<<<<
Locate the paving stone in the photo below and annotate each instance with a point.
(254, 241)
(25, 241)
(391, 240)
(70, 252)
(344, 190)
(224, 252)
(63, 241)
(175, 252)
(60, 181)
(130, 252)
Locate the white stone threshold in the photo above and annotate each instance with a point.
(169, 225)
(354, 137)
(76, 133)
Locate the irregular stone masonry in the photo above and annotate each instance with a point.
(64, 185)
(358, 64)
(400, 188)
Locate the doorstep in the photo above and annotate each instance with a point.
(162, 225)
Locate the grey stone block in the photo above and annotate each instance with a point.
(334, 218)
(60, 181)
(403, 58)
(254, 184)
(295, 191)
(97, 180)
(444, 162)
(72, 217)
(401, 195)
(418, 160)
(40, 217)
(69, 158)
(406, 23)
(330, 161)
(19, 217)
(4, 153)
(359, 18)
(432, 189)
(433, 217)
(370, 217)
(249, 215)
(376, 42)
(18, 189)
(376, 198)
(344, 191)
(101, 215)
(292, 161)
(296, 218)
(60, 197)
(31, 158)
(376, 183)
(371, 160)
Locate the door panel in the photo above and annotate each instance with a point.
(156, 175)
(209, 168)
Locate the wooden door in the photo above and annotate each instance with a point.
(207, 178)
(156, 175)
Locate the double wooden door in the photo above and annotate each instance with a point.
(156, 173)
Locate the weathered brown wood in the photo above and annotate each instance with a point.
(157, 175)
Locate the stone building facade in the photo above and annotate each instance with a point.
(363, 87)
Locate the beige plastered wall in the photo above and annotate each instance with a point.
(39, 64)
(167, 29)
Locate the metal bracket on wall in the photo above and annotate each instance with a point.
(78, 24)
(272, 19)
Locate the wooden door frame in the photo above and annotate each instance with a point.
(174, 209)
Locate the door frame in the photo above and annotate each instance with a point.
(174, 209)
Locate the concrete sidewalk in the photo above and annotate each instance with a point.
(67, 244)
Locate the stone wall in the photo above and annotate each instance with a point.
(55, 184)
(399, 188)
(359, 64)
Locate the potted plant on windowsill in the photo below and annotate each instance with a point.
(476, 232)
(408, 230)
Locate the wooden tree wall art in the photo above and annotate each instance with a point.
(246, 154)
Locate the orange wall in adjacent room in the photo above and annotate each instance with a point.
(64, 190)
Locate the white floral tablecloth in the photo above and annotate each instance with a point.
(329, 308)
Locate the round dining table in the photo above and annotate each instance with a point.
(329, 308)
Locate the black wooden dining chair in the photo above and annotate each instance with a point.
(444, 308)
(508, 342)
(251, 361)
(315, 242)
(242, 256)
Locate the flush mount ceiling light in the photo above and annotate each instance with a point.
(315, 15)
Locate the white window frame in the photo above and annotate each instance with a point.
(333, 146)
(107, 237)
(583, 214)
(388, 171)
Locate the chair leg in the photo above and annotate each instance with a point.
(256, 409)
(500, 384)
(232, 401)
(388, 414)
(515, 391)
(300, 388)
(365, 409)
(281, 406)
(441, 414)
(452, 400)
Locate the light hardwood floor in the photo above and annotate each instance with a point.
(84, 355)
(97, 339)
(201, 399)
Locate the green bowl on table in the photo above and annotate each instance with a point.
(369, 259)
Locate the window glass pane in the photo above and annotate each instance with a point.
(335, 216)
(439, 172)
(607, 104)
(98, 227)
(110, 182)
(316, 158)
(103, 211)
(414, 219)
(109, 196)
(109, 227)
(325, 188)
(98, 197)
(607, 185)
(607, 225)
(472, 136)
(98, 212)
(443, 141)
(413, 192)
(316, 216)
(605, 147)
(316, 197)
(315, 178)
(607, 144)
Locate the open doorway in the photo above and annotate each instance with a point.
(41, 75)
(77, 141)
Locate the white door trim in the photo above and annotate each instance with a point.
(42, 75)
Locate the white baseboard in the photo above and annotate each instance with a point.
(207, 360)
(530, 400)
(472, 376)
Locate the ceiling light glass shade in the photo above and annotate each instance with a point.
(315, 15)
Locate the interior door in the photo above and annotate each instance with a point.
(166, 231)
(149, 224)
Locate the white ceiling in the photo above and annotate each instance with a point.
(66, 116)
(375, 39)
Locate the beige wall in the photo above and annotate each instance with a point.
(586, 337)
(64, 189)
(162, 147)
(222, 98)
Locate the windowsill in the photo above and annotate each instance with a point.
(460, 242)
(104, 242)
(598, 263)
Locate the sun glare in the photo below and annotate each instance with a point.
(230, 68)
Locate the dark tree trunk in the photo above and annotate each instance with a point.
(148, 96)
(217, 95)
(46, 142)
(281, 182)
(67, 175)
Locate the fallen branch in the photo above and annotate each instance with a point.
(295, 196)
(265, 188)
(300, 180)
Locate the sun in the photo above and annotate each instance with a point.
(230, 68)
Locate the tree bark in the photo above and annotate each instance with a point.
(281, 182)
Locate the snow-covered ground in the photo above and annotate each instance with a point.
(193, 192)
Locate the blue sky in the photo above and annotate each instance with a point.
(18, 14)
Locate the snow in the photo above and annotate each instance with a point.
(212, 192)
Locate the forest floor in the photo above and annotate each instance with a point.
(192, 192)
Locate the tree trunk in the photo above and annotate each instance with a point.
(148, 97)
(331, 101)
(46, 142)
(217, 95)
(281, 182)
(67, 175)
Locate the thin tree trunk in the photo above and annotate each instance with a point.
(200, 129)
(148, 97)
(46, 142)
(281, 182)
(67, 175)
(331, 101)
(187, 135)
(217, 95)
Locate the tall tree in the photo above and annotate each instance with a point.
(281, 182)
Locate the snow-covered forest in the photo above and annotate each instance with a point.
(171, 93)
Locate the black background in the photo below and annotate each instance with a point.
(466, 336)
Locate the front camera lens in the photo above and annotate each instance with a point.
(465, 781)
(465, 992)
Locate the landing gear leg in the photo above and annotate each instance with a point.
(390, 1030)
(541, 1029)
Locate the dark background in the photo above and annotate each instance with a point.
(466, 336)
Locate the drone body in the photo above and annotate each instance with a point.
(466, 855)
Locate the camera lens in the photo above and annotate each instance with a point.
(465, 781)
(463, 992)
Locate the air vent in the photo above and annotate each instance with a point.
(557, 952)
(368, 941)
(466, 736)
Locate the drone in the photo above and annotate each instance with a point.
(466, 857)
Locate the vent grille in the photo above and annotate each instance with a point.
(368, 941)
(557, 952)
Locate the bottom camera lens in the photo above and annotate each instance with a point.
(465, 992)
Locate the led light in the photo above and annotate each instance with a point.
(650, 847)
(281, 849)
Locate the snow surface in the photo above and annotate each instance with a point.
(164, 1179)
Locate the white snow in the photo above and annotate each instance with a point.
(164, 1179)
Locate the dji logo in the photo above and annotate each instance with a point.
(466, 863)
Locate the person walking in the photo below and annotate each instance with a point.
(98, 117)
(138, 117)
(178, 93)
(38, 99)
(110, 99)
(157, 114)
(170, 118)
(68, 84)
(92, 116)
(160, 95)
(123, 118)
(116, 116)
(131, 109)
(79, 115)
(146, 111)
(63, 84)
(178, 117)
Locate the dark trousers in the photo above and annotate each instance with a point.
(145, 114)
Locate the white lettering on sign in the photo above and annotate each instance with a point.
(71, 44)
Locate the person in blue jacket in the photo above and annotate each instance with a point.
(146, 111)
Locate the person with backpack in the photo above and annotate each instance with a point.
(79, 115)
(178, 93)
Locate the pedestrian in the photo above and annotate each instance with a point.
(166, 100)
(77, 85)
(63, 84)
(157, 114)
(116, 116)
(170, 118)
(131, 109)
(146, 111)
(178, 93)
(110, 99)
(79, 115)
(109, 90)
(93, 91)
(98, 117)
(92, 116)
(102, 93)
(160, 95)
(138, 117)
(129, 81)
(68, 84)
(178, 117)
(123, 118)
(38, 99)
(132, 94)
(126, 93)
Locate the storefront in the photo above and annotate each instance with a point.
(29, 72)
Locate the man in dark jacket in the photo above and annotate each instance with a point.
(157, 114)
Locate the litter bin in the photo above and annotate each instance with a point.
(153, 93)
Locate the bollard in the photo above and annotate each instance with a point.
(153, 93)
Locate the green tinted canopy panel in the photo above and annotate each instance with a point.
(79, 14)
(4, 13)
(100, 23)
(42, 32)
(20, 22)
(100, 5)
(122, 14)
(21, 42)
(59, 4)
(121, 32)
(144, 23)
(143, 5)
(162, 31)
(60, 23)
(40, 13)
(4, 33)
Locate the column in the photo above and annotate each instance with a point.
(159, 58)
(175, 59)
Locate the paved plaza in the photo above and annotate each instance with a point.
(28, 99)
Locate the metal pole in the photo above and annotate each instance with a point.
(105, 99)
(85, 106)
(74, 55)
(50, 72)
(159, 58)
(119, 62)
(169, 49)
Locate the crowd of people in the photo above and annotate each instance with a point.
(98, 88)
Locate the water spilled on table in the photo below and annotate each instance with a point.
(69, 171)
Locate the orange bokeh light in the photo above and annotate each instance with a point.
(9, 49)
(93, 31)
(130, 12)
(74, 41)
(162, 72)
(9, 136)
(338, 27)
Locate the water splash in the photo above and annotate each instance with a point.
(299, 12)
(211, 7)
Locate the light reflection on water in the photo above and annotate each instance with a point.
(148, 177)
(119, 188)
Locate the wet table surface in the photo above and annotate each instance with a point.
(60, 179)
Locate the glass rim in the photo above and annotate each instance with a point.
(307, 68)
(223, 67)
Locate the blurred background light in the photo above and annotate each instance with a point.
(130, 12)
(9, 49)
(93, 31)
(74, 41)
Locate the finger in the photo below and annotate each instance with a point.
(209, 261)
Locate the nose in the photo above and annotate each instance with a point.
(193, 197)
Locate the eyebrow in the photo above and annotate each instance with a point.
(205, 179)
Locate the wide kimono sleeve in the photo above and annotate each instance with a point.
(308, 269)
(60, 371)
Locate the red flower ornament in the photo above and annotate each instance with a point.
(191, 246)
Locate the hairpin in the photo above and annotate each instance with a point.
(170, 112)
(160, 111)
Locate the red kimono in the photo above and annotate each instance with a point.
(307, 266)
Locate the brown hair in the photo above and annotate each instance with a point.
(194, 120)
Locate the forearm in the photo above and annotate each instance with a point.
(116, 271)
>>>>
- **Aim of the task**: Please lay out the records as a two-column CSV, starting with the line that contains "Locate the forearm" and going on through the end of the records. Use one row per record, with its text under input and its answer under output, each value in a single quoted field with any line breaks turned into spaces.

- **Complete response**:
input,output
"Locate the forearm in the photo above and annotate each instance with a point.","(116, 271)"